**Texto fornecido**:
───

Dhiego Maia/Folhapress

‘Não podemos começar uma nova pandemia’, diz epidemiologista americano

04.04.21 12:11

O epidemiologista Eric Feigl-Ding, da Federação dos Cientistas Americanos, foi um dos primeiros cientistas a alertar para o perigo do coronavírus, em janeiro de 2020. Para ele, a variante P1, que surgiu em Manaus, representa um risco para o mundo todo, pois pode iniciar uma nova pandemia. Ele falou a Crusoé:

Qual é o perigo da variante P1?

───

**Tarefa 1**:
Extraia do texto sobre a variante P1 tudo o que vai de "O epidemiologista Eric" até "da variante P1?".
**Tarefa 2**:
Responda com base no texto sobre a variante P1:
(a) Segundo o título, o que não podemos começar?
(b) A que federação pertence o epidemiologista Eric Feigl-Ding?
(c) Em que cidade surgiu a variante P1?
As linhas que vêm depois deste texto não têm nenhuma relação com ele.

───

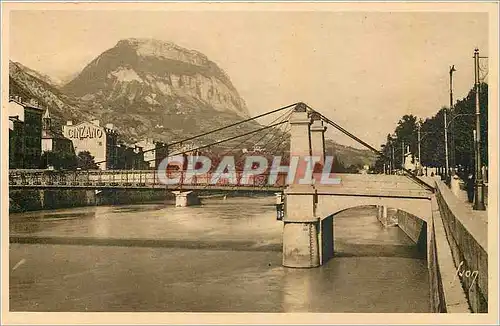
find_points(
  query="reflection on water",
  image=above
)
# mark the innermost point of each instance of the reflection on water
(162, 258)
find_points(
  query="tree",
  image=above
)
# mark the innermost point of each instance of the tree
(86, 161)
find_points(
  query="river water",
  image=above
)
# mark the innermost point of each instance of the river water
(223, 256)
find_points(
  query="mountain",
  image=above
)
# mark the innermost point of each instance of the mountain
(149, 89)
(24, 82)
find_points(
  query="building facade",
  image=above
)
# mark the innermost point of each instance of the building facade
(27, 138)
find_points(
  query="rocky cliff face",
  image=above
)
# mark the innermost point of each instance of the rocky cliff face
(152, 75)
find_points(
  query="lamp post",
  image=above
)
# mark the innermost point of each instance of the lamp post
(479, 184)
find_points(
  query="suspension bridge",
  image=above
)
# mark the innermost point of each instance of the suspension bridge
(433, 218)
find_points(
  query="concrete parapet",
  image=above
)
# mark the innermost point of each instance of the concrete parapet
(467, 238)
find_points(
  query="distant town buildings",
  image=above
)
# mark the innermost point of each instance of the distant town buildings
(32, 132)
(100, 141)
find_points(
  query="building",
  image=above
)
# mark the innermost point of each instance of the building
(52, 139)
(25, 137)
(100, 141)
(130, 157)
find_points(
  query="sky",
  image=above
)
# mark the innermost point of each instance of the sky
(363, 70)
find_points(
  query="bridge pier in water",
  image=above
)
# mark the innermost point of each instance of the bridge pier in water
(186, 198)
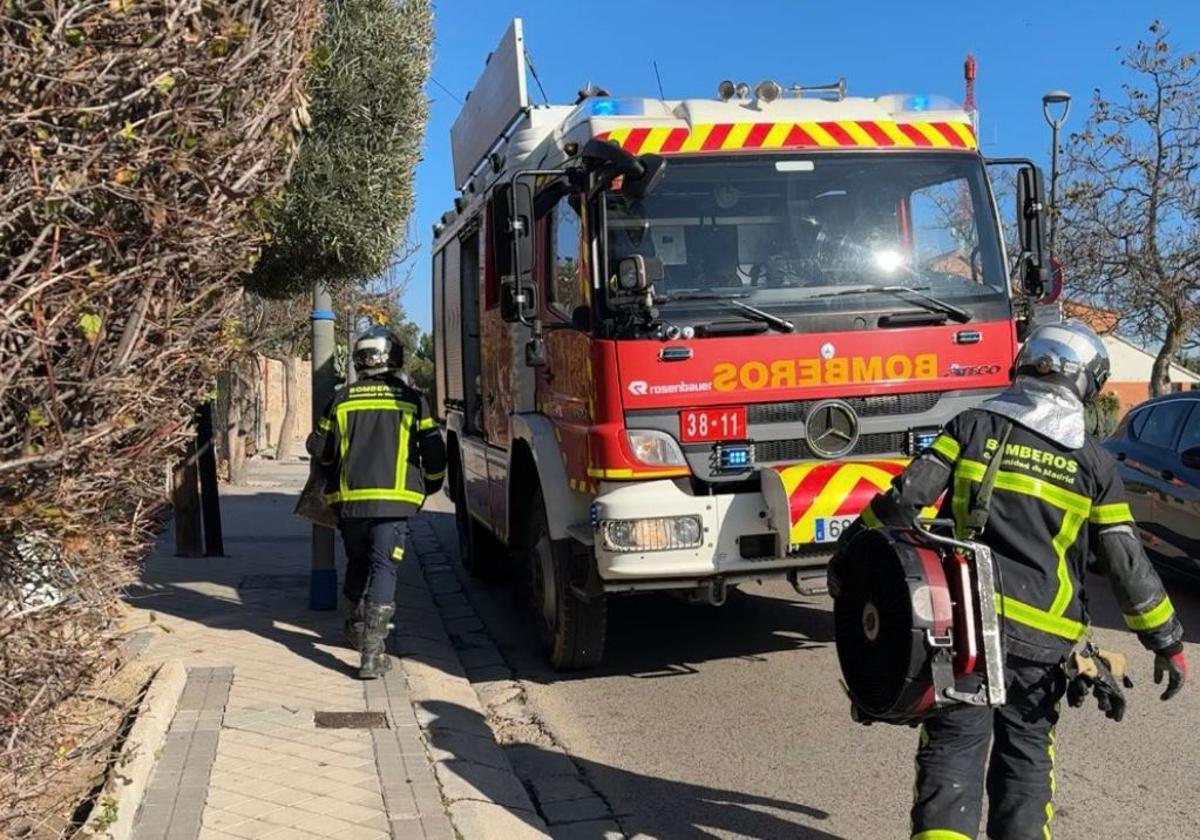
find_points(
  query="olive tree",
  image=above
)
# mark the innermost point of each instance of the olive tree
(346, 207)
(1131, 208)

───

**Resposta 1**:
O epidemiologista Eric Feigl-Ding, da Federação dos Cientistas Americanos, foi um dos primeiros cientistas a alertar para o perigo do coronavírus, em janeiro de 2020. Para ele, a variante P1, que surgiu em Manaus, representa um risco para o mundo todo, pois pode iniciar uma nova pandemia. Ele falou a Crusoé:

Qual é o perigo da variante P1?

**Resposta 2**:
(a) Uma nova pandemia.
(b) À Federação dos Cientistas Americanos.
(c) Em Manaus.